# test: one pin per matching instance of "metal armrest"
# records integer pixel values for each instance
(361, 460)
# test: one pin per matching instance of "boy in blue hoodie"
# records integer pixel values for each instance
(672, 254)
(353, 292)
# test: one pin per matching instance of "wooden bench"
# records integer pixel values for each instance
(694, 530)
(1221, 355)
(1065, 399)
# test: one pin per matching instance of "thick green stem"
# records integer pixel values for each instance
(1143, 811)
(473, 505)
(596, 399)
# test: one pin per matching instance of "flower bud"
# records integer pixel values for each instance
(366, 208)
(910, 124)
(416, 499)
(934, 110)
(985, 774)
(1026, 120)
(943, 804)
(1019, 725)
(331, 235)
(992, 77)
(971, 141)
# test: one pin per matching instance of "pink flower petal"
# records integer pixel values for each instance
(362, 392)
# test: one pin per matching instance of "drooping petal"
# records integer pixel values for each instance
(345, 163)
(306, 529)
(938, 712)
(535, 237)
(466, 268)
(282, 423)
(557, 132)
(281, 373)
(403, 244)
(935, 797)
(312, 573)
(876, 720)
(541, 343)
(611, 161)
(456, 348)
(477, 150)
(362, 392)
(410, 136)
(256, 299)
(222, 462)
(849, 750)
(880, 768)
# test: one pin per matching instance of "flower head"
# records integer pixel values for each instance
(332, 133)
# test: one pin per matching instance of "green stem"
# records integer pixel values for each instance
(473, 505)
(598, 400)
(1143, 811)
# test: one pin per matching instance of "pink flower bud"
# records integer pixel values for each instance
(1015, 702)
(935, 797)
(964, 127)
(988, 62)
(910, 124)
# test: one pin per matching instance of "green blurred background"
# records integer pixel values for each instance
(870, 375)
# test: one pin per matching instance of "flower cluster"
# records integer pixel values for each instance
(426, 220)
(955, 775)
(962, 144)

### Set problem:
Copy all of the data above line for line, with no changes.

### Complete answer:
# test: one pin per matching instance of "metal armrest"
# records integer pixel values for each instance
(361, 460)
# test: one pin per matching instance of "boy in blue hoodie"
# records integer pixel values for each instance
(672, 254)
(353, 292)
# test: one pin per matching instance of "wooden bench"
# records integer pixel values for each instance
(694, 530)
(1221, 355)
(1065, 399)
# test: one pin per matching instance of "thick green stem"
# records integer pixel values for each instance
(1143, 811)
(473, 505)
(596, 399)
# test: one pin per matching instance of "flower bud"
# records integer pixel values for each instance
(366, 208)
(910, 124)
(416, 499)
(934, 110)
(985, 774)
(1026, 120)
(943, 804)
(1019, 725)
(331, 235)
(992, 77)
(971, 141)
# test: one pin per matching instance of "pink flower petal"
# records integer pixel values for each instance
(362, 392)
# test: one pin per matching instance of "drooping petal"
# records integer pixel values for each instance
(345, 163)
(306, 529)
(938, 712)
(535, 237)
(466, 268)
(282, 423)
(557, 132)
(281, 373)
(403, 244)
(935, 797)
(312, 573)
(876, 720)
(541, 343)
(611, 161)
(456, 348)
(477, 150)
(362, 392)
(410, 136)
(256, 299)
(222, 462)
(849, 750)
(880, 768)
# test: one pin per matching instance of "flower head"
# records integer pixel values for each instance
(332, 133)
# test: one pin per matching instance of "green stem"
# records integer pixel values for each instance
(473, 505)
(598, 400)
(1143, 811)
# test: one pin per matching instance of "pink flower bud"
# records integer pixel values for each instance
(1015, 702)
(935, 797)
(964, 127)
(988, 62)
(910, 124)
# test: one pin per matching instance of "green blurred background"
# records integer pixel values for each instance
(870, 375)
# test: one pin per matching instance of "flower cluster"
# records integer pixel values for each instance
(426, 220)
(955, 775)
(962, 144)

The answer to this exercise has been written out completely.